> _Records_
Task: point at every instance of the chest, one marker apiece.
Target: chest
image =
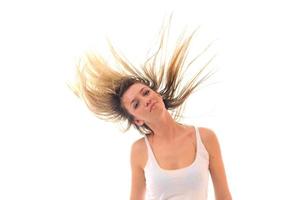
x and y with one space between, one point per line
175 156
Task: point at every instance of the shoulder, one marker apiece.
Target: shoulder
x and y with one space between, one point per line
138 152
209 139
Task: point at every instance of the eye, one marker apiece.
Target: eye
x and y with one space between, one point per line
135 105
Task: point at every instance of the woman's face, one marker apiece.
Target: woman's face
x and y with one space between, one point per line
143 103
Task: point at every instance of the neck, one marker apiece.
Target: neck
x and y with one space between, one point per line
166 128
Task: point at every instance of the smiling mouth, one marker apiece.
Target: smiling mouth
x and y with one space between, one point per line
152 106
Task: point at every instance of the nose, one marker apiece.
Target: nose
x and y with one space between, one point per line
148 102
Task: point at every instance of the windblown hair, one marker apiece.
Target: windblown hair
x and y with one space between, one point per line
102 87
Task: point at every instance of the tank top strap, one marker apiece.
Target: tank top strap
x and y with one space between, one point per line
200 146
150 152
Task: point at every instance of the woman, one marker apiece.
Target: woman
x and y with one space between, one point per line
172 160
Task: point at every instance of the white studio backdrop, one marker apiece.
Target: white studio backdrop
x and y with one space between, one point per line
52 147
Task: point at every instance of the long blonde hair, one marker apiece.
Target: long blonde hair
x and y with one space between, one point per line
101 87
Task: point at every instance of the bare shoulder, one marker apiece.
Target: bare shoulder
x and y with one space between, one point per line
139 152
209 139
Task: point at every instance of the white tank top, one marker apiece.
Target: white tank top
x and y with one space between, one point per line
188 183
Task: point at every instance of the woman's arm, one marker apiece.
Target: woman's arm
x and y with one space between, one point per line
138 176
216 166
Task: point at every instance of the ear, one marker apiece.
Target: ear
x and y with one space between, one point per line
138 122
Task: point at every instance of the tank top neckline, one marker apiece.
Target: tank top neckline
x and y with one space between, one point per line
150 153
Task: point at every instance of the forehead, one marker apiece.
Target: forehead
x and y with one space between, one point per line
131 92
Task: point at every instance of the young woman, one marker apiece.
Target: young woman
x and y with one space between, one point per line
172 160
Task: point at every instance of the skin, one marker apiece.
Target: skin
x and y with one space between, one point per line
173 144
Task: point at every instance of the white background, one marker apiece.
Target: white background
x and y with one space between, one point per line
52 147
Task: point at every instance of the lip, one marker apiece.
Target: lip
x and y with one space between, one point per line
151 107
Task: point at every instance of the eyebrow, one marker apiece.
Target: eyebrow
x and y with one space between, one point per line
139 92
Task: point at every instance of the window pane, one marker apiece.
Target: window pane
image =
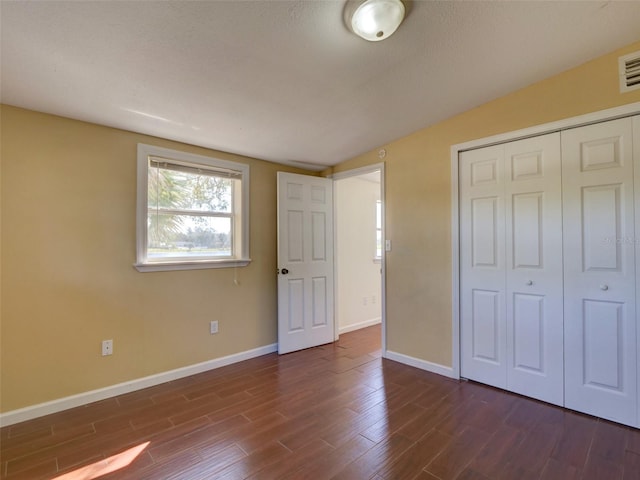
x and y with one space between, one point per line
188 236
171 188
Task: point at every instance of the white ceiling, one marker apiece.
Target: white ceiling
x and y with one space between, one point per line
285 80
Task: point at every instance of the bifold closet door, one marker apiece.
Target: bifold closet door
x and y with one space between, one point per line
599 270
511 267
534 268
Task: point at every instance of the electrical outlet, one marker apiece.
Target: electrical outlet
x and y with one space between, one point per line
107 347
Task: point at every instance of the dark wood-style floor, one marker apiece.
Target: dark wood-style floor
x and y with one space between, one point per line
336 411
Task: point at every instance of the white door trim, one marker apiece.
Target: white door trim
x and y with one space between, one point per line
383 294
578 121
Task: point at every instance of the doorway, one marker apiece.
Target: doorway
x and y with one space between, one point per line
359 249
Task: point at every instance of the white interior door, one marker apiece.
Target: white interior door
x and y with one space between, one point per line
482 266
305 262
533 245
600 313
511 267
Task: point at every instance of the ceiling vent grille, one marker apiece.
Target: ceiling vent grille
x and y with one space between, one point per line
629 67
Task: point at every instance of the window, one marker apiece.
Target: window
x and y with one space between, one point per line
378 230
193 211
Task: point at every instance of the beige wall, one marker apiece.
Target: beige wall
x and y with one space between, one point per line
68 245
418 196
358 280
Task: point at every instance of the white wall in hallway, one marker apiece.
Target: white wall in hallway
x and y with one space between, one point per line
358 276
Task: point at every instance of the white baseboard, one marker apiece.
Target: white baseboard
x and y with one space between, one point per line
359 325
34 411
421 364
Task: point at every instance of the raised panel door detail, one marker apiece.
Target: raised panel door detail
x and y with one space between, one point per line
601 153
603 345
527 213
601 222
295 233
318 194
296 305
484 172
484 232
485 324
526 166
318 236
319 289
528 332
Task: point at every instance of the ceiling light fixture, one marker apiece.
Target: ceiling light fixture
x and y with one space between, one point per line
374 20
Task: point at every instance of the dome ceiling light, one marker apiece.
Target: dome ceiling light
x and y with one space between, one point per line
374 20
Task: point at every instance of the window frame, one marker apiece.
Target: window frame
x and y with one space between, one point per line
240 220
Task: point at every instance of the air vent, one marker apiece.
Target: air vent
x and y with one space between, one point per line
629 72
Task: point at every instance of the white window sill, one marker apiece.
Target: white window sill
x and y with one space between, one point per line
195 265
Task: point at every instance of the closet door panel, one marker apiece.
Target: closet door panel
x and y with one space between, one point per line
534 268
600 286
482 312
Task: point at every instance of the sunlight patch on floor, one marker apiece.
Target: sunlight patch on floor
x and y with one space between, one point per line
108 465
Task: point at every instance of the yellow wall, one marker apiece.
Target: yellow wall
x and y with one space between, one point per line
68 245
418 195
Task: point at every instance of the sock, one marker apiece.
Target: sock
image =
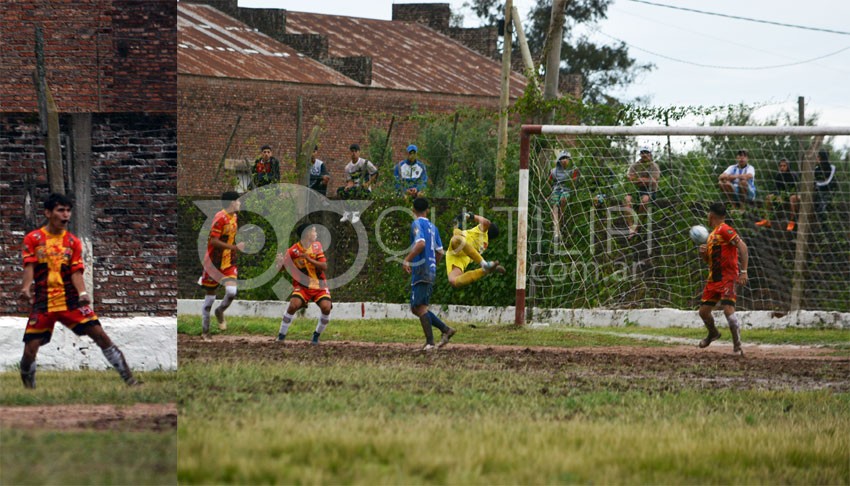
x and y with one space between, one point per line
205 313
116 359
425 320
468 277
284 324
436 322
28 372
732 319
323 323
229 295
709 324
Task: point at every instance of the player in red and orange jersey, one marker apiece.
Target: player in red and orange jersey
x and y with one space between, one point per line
306 262
53 284
220 262
721 252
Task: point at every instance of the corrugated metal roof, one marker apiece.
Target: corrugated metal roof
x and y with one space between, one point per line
407 55
210 43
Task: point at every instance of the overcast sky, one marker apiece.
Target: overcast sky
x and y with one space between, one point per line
651 31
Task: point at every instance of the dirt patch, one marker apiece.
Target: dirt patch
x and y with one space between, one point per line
156 417
620 367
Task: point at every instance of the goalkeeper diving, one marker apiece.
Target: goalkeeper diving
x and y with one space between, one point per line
466 247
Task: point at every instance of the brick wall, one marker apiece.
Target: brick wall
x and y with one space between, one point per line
208 108
133 209
482 40
144 46
100 55
434 15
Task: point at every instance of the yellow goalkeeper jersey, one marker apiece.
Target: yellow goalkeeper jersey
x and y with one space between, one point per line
476 237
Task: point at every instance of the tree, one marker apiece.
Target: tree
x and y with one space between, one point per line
604 68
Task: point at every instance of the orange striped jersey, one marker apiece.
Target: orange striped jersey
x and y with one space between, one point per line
224 228
55 259
315 275
722 250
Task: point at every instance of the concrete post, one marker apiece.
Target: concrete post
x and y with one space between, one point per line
82 163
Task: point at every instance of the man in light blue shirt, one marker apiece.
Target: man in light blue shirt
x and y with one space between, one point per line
410 174
738 181
426 249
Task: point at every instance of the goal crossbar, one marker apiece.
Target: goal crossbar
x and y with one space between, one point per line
528 130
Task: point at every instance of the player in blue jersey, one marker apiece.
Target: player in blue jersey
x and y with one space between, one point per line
426 249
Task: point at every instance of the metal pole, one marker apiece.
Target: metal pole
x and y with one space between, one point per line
504 100
554 40
523 44
299 126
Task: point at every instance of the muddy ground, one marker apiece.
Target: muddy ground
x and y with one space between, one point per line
619 368
157 417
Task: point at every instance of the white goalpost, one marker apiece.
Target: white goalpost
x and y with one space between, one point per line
613 235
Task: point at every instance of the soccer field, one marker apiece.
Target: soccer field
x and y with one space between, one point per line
505 405
87 427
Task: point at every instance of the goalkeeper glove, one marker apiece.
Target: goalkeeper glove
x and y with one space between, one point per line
462 218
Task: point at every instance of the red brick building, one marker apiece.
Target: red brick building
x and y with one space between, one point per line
111 68
351 75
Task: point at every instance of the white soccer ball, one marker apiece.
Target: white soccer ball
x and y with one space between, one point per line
699 234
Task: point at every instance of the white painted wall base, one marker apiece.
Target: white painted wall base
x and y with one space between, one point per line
658 318
148 344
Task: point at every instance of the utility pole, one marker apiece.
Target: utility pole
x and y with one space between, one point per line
806 192
523 44
502 149
48 115
552 53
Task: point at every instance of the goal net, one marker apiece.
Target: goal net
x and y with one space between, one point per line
604 216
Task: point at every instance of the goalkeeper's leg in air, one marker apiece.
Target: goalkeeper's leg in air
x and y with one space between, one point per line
466 247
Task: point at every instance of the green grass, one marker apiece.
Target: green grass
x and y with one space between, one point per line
837 338
445 422
87 457
52 457
408 330
89 387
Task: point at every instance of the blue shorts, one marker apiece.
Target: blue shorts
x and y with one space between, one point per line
751 193
420 294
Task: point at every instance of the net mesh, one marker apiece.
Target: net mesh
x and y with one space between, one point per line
602 235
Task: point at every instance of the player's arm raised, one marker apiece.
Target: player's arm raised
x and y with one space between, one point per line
744 255
320 264
80 286
217 243
414 252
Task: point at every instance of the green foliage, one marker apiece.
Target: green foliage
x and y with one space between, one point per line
604 68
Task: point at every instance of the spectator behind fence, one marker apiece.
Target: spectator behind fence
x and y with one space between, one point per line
410 175
644 174
266 169
825 182
319 176
738 178
360 174
562 178
785 189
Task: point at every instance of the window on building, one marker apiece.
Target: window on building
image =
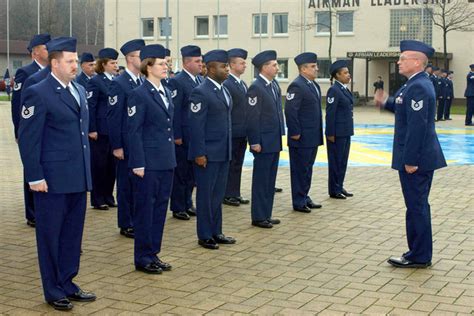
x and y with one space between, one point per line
220 26
202 26
148 27
345 22
280 24
322 22
263 26
410 24
165 27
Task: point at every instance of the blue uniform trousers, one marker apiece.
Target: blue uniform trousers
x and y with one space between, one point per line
103 171
29 200
416 189
150 195
301 169
183 183
59 227
124 195
239 144
211 183
469 109
338 156
265 167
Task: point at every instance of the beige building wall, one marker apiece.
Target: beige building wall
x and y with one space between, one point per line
370 33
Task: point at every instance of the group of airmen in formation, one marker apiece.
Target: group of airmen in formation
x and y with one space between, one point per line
159 137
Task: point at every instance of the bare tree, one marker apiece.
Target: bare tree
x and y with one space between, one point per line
454 15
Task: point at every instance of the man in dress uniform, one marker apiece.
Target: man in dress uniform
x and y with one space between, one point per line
181 86
305 129
469 94
55 152
265 126
210 147
117 114
39 54
416 151
87 67
238 90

> _What is expected_
Beginning at the line above that contains "Target: white painted wall base", return each line exactly through the line that contains "Task: point at every instance of the goalkeeper's", and no others.

> _Solution for this problem_
Target: white painted wall base
x and y with one space between, one point per line
658 318
148 344
Task: point at every instance of the utility pole, one marker apiece.
Target: utility pole
x and y with one space between, one point per line
806 192
523 44
502 149
48 115
552 53
Task: point at every instance of the goal net, one marker apiece.
Target: goal net
x and y with one space between, one point per line
604 216
Task: point at every instance of the goalkeeper's leg in air, one marker apiece.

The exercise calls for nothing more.